ASSIGNMENT -
From the line containing "Each instance receives one keypoint. Mark the man with" to the last line of the records below, repeat every line exactly and add nothing else.

EXTRACTED INFORMATION -

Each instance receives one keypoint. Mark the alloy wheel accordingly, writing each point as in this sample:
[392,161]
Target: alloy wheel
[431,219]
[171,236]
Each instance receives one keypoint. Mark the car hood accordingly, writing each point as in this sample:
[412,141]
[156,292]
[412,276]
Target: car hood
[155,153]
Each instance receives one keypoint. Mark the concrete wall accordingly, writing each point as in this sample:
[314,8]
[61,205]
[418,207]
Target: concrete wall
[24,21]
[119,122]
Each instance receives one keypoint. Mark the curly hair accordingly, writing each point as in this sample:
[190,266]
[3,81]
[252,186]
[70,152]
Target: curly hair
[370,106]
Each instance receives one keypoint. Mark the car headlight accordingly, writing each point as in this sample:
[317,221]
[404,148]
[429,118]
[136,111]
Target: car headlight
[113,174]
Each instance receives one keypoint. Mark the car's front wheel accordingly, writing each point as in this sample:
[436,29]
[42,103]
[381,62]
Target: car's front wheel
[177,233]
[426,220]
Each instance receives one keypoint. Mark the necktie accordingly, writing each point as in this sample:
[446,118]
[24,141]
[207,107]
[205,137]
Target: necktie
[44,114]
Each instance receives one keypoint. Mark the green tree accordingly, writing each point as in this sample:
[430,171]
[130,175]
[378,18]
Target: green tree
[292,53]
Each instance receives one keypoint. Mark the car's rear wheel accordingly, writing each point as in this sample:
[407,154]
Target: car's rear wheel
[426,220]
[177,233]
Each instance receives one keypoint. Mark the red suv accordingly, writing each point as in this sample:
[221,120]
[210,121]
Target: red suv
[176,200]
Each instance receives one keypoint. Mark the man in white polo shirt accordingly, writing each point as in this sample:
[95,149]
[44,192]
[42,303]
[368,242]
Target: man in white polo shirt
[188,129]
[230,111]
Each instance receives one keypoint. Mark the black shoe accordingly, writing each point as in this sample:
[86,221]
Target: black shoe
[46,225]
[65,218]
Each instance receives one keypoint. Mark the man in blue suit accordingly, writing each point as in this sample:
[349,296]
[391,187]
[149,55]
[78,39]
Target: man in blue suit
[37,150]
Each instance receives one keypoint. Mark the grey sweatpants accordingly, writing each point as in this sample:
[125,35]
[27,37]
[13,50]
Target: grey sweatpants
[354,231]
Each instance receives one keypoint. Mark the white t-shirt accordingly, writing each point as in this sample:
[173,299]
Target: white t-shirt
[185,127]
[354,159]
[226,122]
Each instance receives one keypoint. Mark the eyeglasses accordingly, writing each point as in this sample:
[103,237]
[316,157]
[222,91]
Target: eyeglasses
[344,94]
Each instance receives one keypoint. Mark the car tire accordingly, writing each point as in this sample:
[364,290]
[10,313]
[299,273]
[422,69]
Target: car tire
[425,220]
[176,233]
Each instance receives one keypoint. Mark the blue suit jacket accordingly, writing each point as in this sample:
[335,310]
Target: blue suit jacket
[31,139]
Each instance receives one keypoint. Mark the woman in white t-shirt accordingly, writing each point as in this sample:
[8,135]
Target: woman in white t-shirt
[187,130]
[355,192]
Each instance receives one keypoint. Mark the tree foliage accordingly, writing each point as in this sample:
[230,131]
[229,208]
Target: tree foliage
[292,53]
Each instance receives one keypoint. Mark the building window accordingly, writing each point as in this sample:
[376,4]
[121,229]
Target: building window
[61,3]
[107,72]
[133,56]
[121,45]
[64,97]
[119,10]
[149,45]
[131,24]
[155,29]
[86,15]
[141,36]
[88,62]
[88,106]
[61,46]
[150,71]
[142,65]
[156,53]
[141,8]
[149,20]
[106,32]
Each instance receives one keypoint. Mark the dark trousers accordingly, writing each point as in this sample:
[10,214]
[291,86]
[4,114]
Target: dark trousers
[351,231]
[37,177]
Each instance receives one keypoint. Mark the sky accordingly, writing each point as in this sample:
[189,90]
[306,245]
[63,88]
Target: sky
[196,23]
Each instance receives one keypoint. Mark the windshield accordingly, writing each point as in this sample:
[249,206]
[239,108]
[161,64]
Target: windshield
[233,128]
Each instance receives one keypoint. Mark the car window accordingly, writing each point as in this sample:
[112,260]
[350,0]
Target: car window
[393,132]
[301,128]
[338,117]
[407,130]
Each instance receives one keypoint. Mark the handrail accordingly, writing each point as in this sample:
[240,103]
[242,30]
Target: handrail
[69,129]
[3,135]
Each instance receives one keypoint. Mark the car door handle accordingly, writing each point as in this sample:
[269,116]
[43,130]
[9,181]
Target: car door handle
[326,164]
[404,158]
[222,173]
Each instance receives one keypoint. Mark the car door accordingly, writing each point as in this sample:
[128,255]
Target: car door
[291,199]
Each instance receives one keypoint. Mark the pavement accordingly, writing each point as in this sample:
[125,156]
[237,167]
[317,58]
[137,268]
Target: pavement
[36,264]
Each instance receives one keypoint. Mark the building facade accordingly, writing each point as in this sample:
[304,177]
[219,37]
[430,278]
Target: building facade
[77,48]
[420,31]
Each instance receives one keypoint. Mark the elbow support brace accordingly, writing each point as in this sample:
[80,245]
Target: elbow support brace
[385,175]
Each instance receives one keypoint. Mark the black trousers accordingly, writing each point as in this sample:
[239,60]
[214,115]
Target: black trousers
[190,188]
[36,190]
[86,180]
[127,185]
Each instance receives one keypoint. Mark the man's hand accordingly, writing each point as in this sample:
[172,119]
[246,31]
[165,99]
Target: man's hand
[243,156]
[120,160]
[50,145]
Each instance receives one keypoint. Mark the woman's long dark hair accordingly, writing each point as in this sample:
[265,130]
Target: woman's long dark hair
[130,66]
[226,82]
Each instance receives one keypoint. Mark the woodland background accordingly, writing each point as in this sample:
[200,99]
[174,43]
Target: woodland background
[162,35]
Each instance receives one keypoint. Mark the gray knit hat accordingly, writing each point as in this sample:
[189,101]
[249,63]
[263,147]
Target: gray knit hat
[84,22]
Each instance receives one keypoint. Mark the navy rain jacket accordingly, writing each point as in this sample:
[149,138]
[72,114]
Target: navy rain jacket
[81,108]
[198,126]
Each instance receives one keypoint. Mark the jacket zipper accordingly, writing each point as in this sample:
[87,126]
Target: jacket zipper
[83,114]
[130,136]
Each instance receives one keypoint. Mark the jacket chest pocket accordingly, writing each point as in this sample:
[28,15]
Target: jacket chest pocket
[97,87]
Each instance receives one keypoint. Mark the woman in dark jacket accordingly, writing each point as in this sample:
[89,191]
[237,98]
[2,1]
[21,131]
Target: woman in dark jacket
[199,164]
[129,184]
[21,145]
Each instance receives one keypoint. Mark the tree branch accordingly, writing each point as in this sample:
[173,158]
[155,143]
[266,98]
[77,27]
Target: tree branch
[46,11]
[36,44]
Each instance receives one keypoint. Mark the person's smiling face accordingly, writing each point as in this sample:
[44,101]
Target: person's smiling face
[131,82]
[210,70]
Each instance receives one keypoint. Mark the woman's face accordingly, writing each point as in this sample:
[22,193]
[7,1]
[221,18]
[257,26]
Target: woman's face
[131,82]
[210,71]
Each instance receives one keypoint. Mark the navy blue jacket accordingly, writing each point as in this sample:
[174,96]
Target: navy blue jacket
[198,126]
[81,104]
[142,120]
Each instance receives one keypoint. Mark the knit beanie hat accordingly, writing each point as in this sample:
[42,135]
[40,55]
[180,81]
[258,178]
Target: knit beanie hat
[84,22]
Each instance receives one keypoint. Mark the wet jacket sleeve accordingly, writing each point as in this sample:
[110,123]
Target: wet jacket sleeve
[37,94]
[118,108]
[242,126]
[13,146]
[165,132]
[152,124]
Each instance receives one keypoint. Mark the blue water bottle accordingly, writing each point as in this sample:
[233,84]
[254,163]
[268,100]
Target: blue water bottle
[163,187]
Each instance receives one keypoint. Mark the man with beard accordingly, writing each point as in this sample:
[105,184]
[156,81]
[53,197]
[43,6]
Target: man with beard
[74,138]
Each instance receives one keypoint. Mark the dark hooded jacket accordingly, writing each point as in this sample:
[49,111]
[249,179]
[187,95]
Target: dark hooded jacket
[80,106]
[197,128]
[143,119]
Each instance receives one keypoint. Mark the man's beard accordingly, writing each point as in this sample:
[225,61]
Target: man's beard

EXERCISE ANSWER -
Each instance receives one keypoint. Mark the man with beard accordingly, writing each point as in this sample:
[105,184]
[156,81]
[53,197]
[43,6]
Target: man with beard
[74,138]
Each instance receives one keypoint. Mark the dark hooded jacket accordingly, writing each point as in this sample:
[49,111]
[249,179]
[187,95]
Target: dark hooded jacket
[80,106]
[197,128]
[143,119]
Each instance receives one keypoint. Mark the man's beard accordingly, writing each point as in this sample:
[225,61]
Target: man's beard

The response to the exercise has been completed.